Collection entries
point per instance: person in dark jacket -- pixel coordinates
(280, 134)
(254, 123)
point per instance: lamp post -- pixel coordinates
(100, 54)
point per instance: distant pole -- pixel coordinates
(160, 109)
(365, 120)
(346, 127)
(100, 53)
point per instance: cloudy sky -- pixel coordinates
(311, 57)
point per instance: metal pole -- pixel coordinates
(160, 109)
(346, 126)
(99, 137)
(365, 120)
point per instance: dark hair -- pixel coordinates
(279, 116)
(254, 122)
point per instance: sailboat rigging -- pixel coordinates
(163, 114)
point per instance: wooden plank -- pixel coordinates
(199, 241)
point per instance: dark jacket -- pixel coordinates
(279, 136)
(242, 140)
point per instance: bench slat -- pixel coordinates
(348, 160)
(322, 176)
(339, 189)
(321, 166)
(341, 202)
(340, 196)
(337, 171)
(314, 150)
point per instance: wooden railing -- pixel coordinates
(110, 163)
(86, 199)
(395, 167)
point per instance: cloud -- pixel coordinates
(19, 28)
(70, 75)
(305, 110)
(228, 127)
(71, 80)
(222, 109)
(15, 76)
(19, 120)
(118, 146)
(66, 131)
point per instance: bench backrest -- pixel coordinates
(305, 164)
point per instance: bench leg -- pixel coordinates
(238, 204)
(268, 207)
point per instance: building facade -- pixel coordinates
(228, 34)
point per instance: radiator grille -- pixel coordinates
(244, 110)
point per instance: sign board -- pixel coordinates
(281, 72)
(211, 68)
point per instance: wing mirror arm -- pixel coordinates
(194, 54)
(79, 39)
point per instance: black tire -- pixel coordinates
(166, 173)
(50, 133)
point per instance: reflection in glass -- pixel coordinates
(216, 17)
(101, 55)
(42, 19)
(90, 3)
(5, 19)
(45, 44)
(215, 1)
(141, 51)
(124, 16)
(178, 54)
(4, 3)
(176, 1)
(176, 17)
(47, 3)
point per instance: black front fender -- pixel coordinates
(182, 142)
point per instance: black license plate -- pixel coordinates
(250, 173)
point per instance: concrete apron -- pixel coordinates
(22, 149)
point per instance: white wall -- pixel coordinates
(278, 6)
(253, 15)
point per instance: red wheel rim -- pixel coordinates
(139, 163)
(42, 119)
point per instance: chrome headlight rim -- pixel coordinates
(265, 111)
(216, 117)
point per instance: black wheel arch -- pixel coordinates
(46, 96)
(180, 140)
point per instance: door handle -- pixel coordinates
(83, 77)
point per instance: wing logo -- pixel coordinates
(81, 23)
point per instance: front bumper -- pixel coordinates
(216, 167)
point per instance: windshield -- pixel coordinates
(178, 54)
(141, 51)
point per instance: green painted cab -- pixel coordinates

◆ WHAT IS BEING ASKED: Starting at the line that contains "point per instance: black license", reproduce each line through the end of the records exactly, both ends included.

◆ ANSWER BOX:
point per instance: black license plate -- pixel coordinates
(250, 173)
point per instance: concrete apron -- pixel coordinates
(22, 149)
point per instance: white wall -- pixel coordinates
(278, 6)
(253, 15)
point per instance: red wheel rim -- pixel coordinates
(139, 163)
(42, 119)
point per instance: chrome headlight rim -- pixel coordinates
(265, 111)
(216, 117)
point per instance: black wheel arch -- pixel coordinates
(46, 96)
(180, 140)
point per instance: door handle -- pixel coordinates
(83, 77)
point per instance: wing logo -- pixel coordinates
(81, 23)
point per instance: front bumper -- pixel coordinates
(216, 167)
point per instance: windshield -- pixel coordinates
(178, 54)
(141, 51)
point per instance: green painted cab -- pixel coordinates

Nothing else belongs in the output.